## Required task
Every line of the material below must be repeated exactly.

## Record set
------------
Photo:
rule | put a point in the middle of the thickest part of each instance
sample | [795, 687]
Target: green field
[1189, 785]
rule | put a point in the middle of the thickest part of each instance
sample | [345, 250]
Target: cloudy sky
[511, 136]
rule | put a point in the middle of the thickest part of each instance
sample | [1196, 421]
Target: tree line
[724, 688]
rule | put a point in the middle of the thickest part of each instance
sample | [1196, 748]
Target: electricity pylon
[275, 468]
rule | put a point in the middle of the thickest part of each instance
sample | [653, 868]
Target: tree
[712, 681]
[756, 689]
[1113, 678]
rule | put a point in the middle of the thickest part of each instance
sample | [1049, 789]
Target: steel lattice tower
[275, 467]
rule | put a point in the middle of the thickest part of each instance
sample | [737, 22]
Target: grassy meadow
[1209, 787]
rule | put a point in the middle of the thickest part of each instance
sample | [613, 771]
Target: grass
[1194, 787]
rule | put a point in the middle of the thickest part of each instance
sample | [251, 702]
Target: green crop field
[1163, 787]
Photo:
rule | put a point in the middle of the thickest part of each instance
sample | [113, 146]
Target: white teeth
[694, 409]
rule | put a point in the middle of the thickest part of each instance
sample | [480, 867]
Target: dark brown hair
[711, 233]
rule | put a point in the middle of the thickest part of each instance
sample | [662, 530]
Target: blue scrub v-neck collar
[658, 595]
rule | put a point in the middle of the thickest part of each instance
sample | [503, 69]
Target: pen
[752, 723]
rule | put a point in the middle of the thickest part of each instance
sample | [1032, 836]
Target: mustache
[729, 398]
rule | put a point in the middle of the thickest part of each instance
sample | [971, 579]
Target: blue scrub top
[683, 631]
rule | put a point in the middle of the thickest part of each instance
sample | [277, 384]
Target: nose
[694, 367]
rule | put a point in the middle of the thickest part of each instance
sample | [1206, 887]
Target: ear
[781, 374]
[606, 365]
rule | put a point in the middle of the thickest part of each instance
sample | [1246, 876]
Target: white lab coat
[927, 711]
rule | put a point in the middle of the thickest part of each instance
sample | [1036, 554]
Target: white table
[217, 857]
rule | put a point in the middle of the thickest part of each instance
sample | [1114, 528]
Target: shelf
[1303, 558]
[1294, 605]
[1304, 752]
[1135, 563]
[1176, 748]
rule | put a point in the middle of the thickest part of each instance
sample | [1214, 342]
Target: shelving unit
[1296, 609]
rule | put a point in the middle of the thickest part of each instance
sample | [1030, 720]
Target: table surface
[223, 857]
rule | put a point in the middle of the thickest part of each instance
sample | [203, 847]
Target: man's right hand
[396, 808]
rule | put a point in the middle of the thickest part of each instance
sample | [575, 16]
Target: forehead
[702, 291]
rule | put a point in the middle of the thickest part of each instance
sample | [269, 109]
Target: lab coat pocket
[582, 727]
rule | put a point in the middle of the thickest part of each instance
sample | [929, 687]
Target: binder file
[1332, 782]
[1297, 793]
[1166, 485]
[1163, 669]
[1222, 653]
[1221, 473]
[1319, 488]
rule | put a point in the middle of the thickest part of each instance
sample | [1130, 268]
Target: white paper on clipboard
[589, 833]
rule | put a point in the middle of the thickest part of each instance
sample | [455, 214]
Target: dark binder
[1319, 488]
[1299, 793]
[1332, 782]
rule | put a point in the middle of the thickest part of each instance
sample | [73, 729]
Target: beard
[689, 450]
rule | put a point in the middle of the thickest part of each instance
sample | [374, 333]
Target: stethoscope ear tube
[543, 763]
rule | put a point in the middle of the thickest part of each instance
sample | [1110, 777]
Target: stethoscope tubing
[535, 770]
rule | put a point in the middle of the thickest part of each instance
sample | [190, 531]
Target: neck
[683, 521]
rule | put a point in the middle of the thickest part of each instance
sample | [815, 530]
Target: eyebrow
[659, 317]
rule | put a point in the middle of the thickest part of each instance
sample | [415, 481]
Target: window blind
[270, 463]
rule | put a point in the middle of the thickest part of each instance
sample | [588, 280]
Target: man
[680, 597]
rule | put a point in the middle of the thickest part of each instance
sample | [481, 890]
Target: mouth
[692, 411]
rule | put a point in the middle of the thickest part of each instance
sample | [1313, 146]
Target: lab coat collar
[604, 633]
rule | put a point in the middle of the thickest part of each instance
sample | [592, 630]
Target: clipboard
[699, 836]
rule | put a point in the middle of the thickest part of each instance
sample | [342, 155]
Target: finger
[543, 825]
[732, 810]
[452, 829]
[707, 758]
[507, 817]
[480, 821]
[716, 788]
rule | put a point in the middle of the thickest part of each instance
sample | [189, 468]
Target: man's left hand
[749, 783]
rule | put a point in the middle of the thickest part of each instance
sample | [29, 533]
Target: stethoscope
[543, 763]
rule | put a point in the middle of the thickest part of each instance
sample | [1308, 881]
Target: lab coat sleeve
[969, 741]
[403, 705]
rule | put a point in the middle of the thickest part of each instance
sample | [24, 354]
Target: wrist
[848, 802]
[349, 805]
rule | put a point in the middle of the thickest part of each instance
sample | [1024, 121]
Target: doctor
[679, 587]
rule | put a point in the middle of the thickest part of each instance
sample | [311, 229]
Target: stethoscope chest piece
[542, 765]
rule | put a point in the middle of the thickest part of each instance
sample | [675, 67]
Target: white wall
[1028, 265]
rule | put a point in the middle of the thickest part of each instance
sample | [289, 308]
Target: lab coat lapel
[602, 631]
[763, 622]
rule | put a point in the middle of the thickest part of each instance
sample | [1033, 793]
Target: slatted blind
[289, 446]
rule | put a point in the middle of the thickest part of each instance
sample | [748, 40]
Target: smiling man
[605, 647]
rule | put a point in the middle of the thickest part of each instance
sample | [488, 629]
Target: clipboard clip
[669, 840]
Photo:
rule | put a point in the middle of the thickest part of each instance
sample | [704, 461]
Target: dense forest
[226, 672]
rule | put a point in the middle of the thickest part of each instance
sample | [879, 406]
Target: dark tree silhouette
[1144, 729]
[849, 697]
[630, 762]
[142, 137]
------------
## The answer
Photo:
rule | put a point in the middle of the thickest part of each instance
sample | [795, 687]
Target: green field
[1189, 785]
rule | put a point in the middle of the thickest part of each instance
sample | [345, 250]
Target: cloudy sky
[511, 136]
rule | put a point in the middle of the thickest part of each instance
sample | [1196, 421]
Target: tree line
[724, 688]
rule | put a point in the middle of the thickest part of each instance
sample | [1196, 748]
Target: electricity pylon
[275, 468]
rule | put a point in the middle of the thickest part of each instance
sample | [653, 868]
Target: tree
[712, 681]
[756, 689]
[1113, 678]
rule | put a point in the middle of the thickest part of each instance
sample | [1049, 789]
Target: steel lattice tower
[275, 467]
rule | put a point in the middle of the thickest part of each instance
sample | [737, 22]
Target: grassy meadow
[1209, 787]
rule | put a point in the middle of the thickest part of each instance
sample | [613, 771]
Target: grass
[1194, 787]
rule | put a point in the middle of the thickest part of each instance
sample | [251, 702]
Target: green crop field
[1163, 787]
Photo:
rule | put a point in the middle of the thickest part of each instance
sample | [113, 146]
Target: white teeth
[694, 409]
rule | put a point in the middle of the thickest part of each instance
sample | [480, 867]
Target: dark brown hair
[711, 233]
rule | put a point in the middle of the thickest part of each instance
sample | [662, 530]
Target: blue scrub v-neck collar
[658, 595]
rule | put a point in the middle of the thickest part of each instance
sample | [503, 69]
Target: pen
[752, 723]
rule | put a point in the middle of the thickest part of each instance
sample | [1032, 836]
Target: mustache
[729, 398]
rule | put a point in the middle of the thickest part of each instance
sample | [971, 579]
Target: blue scrub top
[683, 631]
rule | put a point in the middle of the thickest part of each instance
sample | [277, 384]
Target: nose
[694, 367]
rule | put a point in the middle of the thickest part of each instance
sample | [1206, 887]
Target: ear
[781, 374]
[606, 365]
rule | put a point in the middle of the thickest part of each instance
sample | [1246, 876]
Target: white lab coat
[927, 711]
rule | put a point in the middle of the thickest part of each instance
sample | [1036, 554]
Target: white table
[217, 857]
rule | put a point in the middle of the thickest part of each instance
sample | [1114, 528]
Target: shelf
[1303, 558]
[1294, 605]
[1304, 752]
[1135, 563]
[1176, 748]
rule | put a point in the middle of the thickest part of each instance
sample | [1214, 342]
Target: shelving unit
[1296, 609]
rule | put a point in the middle of the thickest part of each instance
sample | [1030, 720]
Target: table surface
[223, 857]
rule | put a point in the middle of the thickest part of each instance
sample | [203, 847]
Target: man's right hand
[396, 808]
rule | put a point in the middle of the thickest part of each instance
sample | [575, 16]
Target: forehead
[702, 291]
rule | put a point in the middle of the thickest part of each instance
sample | [269, 109]
Target: lab coat pocket
[582, 727]
rule | put a point in the middle of the thickest part of each instance
sample | [929, 687]
Target: binder file
[1332, 782]
[1297, 793]
[1166, 485]
[1163, 669]
[1222, 653]
[1221, 473]
[1319, 488]
rule | put a point in the middle of the thickest part of each instance
sample | [1130, 268]
Target: white paper on clipboard
[589, 833]
rule | put a point in the middle of the thickest part of each instance
sample | [455, 214]
Target: dark binder
[1319, 488]
[1299, 793]
[1332, 782]
rule | put a point in the middle of the thickest part of each instance
sample | [73, 729]
Target: beard
[689, 450]
rule | put a point in the middle of the thickest part of each instance
sample | [374, 333]
Target: stethoscope ear tube
[543, 763]
rule | put a point in the middle of the thickest part of each instance
sample | [1110, 777]
Target: stethoscope tubing
[535, 770]
rule | put a point in the middle of the thickest part of each instance
sample | [190, 531]
Target: neck
[683, 521]
rule | put a point in the middle of the thickest part of each instance
sample | [815, 530]
Target: eyebrow
[659, 317]
rule | put a point in the middle of the thickest part of each instance
sample | [415, 481]
Target: window blind
[270, 463]
rule | put a point in the middle of the thickest part of each instance
sample | [588, 280]
Target: man
[680, 597]
rule | put a point in the middle of the thickest part of each instance
sample | [481, 890]
Target: mouth
[692, 411]
rule | put a point in the middle of the thickest part of each instance
sample | [1313, 146]
Target: lab coat collar
[604, 633]
rule | put a point in the middle of the thickest part of each instance
sample | [592, 630]
Target: clipboard
[699, 836]
rule | put a point in the middle of the thickest part of each instance
sample | [342, 155]
Target: finger
[543, 825]
[732, 810]
[452, 829]
[707, 758]
[507, 817]
[480, 821]
[716, 788]
rule | put a point in the middle of the thickest part of each instance
sample | [189, 468]
Target: man's left hand
[749, 783]
rule | put a point in the middle of the thickest part of each instance
sample | [29, 533]
Target: stethoscope
[543, 763]
rule | put a point in the middle of the thickest part of each instance
sample | [1308, 881]
Target: lab coat sleeve
[969, 741]
[403, 705]
rule | put a point in the middle of the thickest part of each instance
sample | [24, 354]
Target: wrist
[848, 802]
[349, 805]
rule | put a point in the middle of the thickest part of each instance
sample | [1024, 121]
Target: doctor
[679, 587]
rule | put a point in the middle of the thickest part of each instance
sample | [311, 229]
Target: stethoscope chest piece
[542, 765]
rule | put a point in the middle of the thickest part of each instance
sample | [675, 67]
Target: white wall
[1028, 265]
rule | put a point in the middle of the thickest part of each instance
sample | [289, 308]
Target: lab coat lapel
[602, 631]
[763, 622]
rule | put a point in the middle of the thickest part of each instance
sample | [1033, 793]
Target: slatted blind
[289, 446]
rule | put a point in the middle of the thickest part of each instance
sample | [748, 40]
Target: smiling man
[605, 647]
rule | put a point in the middle of the thickest part of each instance
sample | [488, 629]
Target: clipboard clip
[669, 840]
Photo:
rule | put a point in the middle of the thickest part of each instance
sample | [704, 461]
Target: dense forest
[226, 672]
rule | put a point in the middle of the thickest part of each instance
sample | [879, 406]
Target: dark tree silhouette
[1144, 729]
[849, 697]
[630, 762]
[142, 137]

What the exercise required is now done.